— START OF Available records —
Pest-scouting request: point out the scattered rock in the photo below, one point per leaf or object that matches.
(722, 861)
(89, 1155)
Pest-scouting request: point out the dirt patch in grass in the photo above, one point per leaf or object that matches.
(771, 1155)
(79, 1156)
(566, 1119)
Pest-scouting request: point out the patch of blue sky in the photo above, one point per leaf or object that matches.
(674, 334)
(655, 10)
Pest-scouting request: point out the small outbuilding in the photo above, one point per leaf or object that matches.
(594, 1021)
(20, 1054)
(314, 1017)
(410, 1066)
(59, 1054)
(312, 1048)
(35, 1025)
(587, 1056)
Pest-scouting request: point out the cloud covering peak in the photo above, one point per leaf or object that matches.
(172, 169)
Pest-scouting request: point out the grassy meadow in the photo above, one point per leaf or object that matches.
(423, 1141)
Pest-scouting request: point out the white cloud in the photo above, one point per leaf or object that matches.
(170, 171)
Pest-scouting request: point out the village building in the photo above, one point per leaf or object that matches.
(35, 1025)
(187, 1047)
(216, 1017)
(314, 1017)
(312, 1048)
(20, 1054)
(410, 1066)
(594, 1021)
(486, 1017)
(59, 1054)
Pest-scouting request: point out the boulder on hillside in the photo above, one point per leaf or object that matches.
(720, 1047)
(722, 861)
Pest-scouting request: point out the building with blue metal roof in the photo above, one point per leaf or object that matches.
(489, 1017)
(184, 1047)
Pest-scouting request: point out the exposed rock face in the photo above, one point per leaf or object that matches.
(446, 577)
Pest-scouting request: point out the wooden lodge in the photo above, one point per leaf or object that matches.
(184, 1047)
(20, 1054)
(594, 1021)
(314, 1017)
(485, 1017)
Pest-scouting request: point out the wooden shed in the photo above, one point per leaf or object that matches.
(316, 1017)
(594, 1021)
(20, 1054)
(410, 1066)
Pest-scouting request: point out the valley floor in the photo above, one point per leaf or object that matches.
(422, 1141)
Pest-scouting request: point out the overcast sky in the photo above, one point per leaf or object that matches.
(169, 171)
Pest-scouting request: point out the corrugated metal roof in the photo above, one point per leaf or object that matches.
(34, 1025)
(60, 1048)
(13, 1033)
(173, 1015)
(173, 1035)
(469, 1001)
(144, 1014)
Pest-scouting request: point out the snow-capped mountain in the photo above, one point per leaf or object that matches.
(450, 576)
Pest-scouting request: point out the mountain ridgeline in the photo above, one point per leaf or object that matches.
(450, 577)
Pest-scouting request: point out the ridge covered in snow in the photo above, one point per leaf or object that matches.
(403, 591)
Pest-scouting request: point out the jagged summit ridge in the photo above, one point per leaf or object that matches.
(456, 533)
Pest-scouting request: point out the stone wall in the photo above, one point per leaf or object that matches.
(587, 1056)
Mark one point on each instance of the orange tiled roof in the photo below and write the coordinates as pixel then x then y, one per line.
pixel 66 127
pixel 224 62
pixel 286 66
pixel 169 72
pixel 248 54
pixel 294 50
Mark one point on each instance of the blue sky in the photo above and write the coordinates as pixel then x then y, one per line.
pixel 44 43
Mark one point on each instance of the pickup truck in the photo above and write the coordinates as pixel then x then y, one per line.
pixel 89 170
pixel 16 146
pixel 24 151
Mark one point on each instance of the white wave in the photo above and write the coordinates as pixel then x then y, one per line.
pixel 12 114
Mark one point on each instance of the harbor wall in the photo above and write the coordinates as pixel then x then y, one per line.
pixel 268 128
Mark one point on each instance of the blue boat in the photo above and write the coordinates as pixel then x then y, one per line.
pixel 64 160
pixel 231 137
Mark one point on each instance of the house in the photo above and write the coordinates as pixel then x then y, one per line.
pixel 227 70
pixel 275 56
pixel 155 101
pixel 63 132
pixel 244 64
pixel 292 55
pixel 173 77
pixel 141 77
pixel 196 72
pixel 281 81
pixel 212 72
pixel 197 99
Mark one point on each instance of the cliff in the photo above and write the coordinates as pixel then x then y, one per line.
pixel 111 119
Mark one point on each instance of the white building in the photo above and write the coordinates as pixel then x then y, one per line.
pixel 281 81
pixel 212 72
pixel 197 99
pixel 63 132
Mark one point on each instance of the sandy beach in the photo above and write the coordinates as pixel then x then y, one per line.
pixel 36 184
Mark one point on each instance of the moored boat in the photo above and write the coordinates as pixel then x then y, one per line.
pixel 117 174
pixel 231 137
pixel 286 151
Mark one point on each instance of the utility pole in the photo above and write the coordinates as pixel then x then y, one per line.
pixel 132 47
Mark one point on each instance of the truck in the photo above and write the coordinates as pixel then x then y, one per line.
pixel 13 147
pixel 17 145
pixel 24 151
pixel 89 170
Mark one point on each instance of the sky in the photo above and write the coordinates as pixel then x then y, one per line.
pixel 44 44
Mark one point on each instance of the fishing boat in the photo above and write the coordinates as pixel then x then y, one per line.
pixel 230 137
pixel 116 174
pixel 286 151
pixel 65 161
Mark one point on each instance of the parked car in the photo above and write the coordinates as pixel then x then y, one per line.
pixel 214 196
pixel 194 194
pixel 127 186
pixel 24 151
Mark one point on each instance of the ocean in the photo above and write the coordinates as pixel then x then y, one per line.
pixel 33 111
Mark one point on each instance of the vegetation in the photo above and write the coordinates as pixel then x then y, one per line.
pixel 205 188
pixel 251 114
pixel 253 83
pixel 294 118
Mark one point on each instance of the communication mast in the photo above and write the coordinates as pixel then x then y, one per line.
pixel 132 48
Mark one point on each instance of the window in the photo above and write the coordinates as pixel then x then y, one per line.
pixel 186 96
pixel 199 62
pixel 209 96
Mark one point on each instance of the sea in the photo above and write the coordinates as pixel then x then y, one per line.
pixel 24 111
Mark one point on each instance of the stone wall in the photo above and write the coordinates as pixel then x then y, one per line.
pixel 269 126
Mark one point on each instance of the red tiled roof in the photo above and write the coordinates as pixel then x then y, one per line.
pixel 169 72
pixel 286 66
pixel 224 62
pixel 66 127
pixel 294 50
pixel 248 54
— END OF Available records —
(To do):
Output the stretch of the records from the line that contains "Mark one point on each instance of the white building" through the line that contains "pixel 44 44", inclusive, as a JSON list of strings with one string per line and blank lines omitted.

(Completed task):
[
  "Mark one point on each instance of the white building in the photo above and write the coordinates as pixel then x then y, one per line.",
  "pixel 281 81",
  "pixel 212 72",
  "pixel 197 99",
  "pixel 63 132",
  "Mark one point on each instance of the sandy beach in the photo above and write the coordinates as pixel then x then y, one per line.",
  "pixel 36 184",
  "Mark one point on each instance of the moored boat in the photo above and write the coordinates as pixel then x then y, one per line.",
  "pixel 117 174",
  "pixel 231 137",
  "pixel 286 151",
  "Mark one point on each instance of the utility pole in the photo above and write the coordinates as pixel then x then y, one per line.",
  "pixel 132 47",
  "Mark one point on each instance of the truck in the photo above and write the coordinates as pixel then x then y, one per line.",
  "pixel 13 147",
  "pixel 17 145",
  "pixel 24 151",
  "pixel 89 170",
  "Mark one point on each instance of the sky in the photo above and write the coordinates as pixel then x then y, one per line.",
  "pixel 44 44"
]